= Task statement =
Reproduce every one of the records below character for character, with each line kept unchanged and in the same order.
####################
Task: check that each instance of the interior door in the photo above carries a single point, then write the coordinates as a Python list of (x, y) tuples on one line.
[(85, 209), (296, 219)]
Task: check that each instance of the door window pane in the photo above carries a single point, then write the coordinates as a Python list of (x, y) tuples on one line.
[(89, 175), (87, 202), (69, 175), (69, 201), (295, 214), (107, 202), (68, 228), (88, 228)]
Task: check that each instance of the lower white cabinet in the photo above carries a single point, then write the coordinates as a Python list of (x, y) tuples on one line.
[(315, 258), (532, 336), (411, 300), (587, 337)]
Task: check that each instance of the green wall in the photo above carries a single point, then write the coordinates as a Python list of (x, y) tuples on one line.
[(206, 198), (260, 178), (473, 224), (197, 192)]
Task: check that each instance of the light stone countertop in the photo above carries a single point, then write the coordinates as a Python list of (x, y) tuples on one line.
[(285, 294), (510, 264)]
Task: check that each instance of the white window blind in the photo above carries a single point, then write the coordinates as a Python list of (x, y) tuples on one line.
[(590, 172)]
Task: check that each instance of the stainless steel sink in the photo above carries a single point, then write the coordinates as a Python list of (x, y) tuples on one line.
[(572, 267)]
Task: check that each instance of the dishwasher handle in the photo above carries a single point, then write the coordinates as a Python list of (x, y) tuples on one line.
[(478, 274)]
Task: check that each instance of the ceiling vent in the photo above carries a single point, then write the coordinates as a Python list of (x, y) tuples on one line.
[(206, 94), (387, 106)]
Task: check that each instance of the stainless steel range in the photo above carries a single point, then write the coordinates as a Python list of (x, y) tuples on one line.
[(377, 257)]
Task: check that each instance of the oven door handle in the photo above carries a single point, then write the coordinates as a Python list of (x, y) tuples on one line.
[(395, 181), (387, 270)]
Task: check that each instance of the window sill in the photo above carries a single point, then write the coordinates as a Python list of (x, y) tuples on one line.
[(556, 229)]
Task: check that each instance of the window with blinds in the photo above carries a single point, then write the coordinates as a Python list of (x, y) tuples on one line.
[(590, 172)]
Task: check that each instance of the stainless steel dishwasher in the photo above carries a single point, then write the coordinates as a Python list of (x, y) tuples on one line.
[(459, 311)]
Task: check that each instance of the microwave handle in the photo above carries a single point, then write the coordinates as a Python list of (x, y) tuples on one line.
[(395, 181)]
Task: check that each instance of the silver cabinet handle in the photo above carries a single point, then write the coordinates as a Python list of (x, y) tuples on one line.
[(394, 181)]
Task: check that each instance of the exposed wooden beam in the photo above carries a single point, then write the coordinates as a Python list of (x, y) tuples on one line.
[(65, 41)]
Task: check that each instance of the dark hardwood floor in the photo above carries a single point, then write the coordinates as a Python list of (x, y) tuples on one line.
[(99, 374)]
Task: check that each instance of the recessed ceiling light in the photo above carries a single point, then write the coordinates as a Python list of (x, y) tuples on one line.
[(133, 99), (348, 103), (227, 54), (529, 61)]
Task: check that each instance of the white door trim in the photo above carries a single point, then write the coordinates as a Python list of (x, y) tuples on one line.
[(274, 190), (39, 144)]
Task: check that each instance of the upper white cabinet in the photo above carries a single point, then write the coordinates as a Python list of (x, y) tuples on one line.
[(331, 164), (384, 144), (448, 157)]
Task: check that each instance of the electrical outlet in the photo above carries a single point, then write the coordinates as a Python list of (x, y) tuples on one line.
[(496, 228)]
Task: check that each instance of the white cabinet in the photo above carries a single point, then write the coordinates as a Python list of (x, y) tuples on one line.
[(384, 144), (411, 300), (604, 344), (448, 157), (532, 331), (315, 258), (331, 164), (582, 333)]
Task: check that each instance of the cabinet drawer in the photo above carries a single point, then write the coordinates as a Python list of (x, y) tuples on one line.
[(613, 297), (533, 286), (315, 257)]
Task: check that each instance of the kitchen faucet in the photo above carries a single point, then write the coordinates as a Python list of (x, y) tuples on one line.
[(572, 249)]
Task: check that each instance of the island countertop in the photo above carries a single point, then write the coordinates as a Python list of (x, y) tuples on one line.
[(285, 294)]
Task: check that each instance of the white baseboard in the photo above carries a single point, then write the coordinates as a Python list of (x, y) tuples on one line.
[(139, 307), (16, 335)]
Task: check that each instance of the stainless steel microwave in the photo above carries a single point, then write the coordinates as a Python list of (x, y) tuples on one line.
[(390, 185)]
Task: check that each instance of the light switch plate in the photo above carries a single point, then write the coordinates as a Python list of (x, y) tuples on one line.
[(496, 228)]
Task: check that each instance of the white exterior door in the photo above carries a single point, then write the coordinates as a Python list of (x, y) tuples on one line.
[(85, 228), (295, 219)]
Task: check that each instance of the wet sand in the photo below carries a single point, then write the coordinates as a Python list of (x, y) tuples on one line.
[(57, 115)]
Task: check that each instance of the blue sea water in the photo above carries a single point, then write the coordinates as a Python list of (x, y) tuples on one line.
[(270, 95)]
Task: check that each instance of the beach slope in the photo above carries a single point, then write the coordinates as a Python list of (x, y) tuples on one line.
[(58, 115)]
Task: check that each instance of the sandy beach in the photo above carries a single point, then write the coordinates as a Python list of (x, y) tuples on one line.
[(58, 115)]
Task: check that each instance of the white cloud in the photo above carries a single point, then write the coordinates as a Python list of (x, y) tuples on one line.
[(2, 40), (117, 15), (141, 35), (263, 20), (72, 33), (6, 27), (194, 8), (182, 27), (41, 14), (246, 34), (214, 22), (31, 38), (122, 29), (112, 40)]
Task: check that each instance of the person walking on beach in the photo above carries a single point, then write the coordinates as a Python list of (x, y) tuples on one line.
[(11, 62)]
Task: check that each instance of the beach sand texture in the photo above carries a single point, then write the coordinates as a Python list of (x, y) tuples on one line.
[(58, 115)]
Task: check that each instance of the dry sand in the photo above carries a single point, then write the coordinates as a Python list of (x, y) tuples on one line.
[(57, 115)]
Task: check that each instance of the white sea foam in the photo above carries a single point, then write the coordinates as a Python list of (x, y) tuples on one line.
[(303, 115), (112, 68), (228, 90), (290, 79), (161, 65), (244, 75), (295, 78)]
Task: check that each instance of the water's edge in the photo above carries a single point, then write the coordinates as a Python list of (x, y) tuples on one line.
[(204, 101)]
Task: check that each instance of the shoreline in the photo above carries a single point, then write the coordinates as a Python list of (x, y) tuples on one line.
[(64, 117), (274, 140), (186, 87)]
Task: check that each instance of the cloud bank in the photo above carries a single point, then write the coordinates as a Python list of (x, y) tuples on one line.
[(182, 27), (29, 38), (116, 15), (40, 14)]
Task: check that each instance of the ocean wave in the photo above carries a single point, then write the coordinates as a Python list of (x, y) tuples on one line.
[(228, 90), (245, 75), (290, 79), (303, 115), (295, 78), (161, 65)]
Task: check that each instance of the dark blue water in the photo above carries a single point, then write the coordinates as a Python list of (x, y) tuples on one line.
####################
= Complete answer =
Task: check that each instance of the interior door in the photo above carries a single point, then write the coordinates as a Python list of (x, y) tuples on one line.
[(85, 209), (296, 219)]
Task: check that each instance of the door window pane in the photo above carries a single point, then write the coordinates as a Python list of (x, y) tuples on one line.
[(89, 175), (87, 202), (69, 175), (69, 201), (295, 214), (107, 202), (68, 228), (88, 228)]
Task: check that each instance of the lower white cabinet in the photo above carries a single point, then write the coordinates as a Python list of (x, y) tuples on one line.
[(315, 258), (532, 336), (411, 300), (587, 337)]
Task: check that each instance of the green wall in the photo above carries a single point, then write the coordinates as a Python list of (x, y) tuples on one line.
[(206, 198), (260, 178), (473, 224), (197, 192)]
Task: check that each instance of the light stone countertop in the photo above carries a single point, then write the coordinates as a Python list of (x, y) tuples on one line.
[(285, 294), (510, 264)]
Task: check that each instance of the white window blind in the photo above carries a single point, then write the coordinates as a Python list of (x, y) tuples on one line.
[(590, 172)]
Task: check that each instance of the stainless steel sink in the photo above carries a single point, then write the coordinates as a Python list of (x, y) tuples on one line.
[(572, 267)]
Task: check that each instance of the dishwasher handle in the photo above carries a single point, then write the coordinates as a Python list of (x, y) tuples on one line.
[(478, 274)]
Task: check that each instance of the ceiling vent in the photo above carries a single point, then write the coordinates as a Python list of (x, y) tuples on one line.
[(206, 94), (387, 106)]
Task: check that each instance of the stainless steel range in the photo above carries a single point, then write the coordinates as a Python list of (x, y) tuples on one line.
[(377, 257)]
Task: check that each instance of the oven door handle in the photo above carries a single point, then write the coordinates as a Python list of (x, y) tuples on one line.
[(395, 181), (387, 270)]
Task: check that each instance of the window sill in the photo above carries a single point, then write the coordinates as a Python list of (x, y) tuples on one line.
[(556, 229)]
Task: check that each instance of the window with blinds in the photo above carries a single point, then write the coordinates as a Python list of (x, y) tuples on one line.
[(590, 172)]
Task: check that each instance of the stainless steel dishwasher in the photo above carries a single point, then write the coordinates as a Python list of (x, y) tuples on one line.
[(459, 311)]
Task: check that each instance of the microwave handle in the photo above carries a single point, then write the coordinates as a Python list of (x, y) tuples on one line.
[(395, 181)]
Task: check that each instance of the silver cabinet handle in the photo above carries a single point, then write the coordinates as a Python list of (x, y) tuples on one line.
[(394, 181)]
Task: check that each instance of the exposed wooden beam in the photo above carries a single point, then write the coordinates as a Python list of (x, y) tuples on one line.
[(65, 41)]
Task: check that each instance of the dark hardwood floor in the photo above carries a single point, then write the coordinates as a Python list of (x, y) tuples on one line.
[(99, 374)]
Task: check that each instance of the recessed ceiling light in the photo above carries a single point, then write the coordinates as a Python list of (x, y) tuples on one line.
[(133, 99), (348, 103), (227, 54), (529, 61)]
Task: check that each instance of the white door trim in the photo above carries a single point, then write the coordinates as a Python list of (x, y) tuples on one line.
[(274, 190), (39, 144)]
Task: check that each instance of the upper white cabinet in the photo above carries a single point, then write the coordinates as a Python list of (x, y) tuples on one line.
[(331, 164), (384, 144), (448, 157)]
Task: check that each instance of the electrical outlet in the photo above carries a single point, then write the coordinates as a Python list of (x, y) tuples on one line.
[(496, 228)]
Task: check that each instance of the white cabinet in the photo above carries a single point, then write the coordinates as a Python list of (x, y) tuples on one line.
[(384, 144), (411, 300), (604, 344), (448, 157), (532, 331), (315, 258), (331, 164), (582, 333)]
Task: check that each instance of the cabinet drawer in the photo above carries a single point, then write the coordinates as a Python list of (x, y) tuples on one line.
[(613, 297), (533, 286), (315, 257)]
Task: check that each instance of the kitchen faucet in the photo above carries a single point, then write the coordinates as a Python list of (x, y) tuples on one line.
[(572, 249)]
Task: check that each instance of the island countertop in the photo above carries a single point, then write the coordinates as a Python list of (x, y) tuples on one line.
[(285, 294)]
Task: check that each instance of the white baseboard in the photo above carries a single point, then write the coordinates as a Python list of (x, y) tuples on one line.
[(139, 307), (16, 335)]
Task: check that each instance of the stainless steel microwave in the photo above carries a single point, then write the coordinates as a Python list of (x, y) tuples on one line.
[(390, 185)]
Task: check that each instance of the light switch plate in the photo above carries a single point, then write the coordinates as a Python list of (x, y) tuples on one line.
[(496, 228)]
Task: check that each instance of the white exterior door in the photo above carries a single point, then write the coordinates as a Python list of (x, y) tuples on one line.
[(85, 228), (295, 219)]
Task: check that each instance of the wet sand in the photo below carries a single point, then write the coordinates as a Python list of (x, y) tuples on one line.
[(57, 115)]
Task: check that each instance of the blue sea water in the photo above carries a single point, then write the coordinates as a Python list of (x, y) tuples on one line.
[(270, 95)]
Task: check that each instance of the beach slope in the photo above carries a single point, then write the coordinates as a Python list of (x, y) tuples on one line.
[(58, 115)]
Task: check that each instance of the sandy beach in the photo above carries a single point, then write the coordinates as a Python list of (x, y) tuples on one line.
[(58, 115)]
Task: check that each instance of the white cloud in the photo above carries a single point, then write the coordinates as a Python list of (x, y) tuples on one line.
[(2, 40), (117, 15), (141, 35), (263, 20), (72, 33), (6, 27), (194, 8), (182, 27), (41, 14), (246, 34), (214, 22), (31, 38), (122, 29), (112, 40)]
Task: check that each instance of the person walking on beach in the photo above carries a single point, then write the coordinates as a Python list of (x, y) tuples on one line.
[(11, 62)]
Task: check that each instance of the beach sand texture in the photo above carries a single point, then write the coordinates as a Python list of (x, y) tuples on one line.
[(58, 115)]
Task: check that each instance of the dry sand in the photo above carries a single point, then write the coordinates as a Python list of (x, y) tuples on one line.
[(57, 115)]
Task: check that each instance of the white sea foam in the photo above carries a single point, then write the coordinates as a Python list of (x, y) tuples on one line.
[(303, 115), (112, 68), (228, 90), (290, 79), (161, 65), (244, 75), (295, 78)]
Task: check that each instance of the water's edge in the photo above carries a single point, then write the coordinates as a Python list of (x, y) tuples on one line.
[(204, 101)]
Task: check that each instance of the shoreline in the photo above carries a single point, then write the coordinates as a Python list of (x, y) tuples on one line.
[(64, 117), (274, 140), (186, 87)]
Task: check that each instance of the cloud bank in the photo above carries a single point, then write the coordinates as a Python list of (x, y) tuples on one line.
[(182, 27), (29, 38), (116, 15), (40, 14)]
Task: check that each instance of the ocean wave in the photo above carries a single point, then write the coordinates as a Python list of (x, y) tuples on one line.
[(228, 90), (245, 75), (290, 79), (303, 115), (295, 78), (161, 65)]
Task: check that each instance of the dark blue water in the photo above carries a single point, then write the coordinates as a Python list of (x, y) tuples on one line.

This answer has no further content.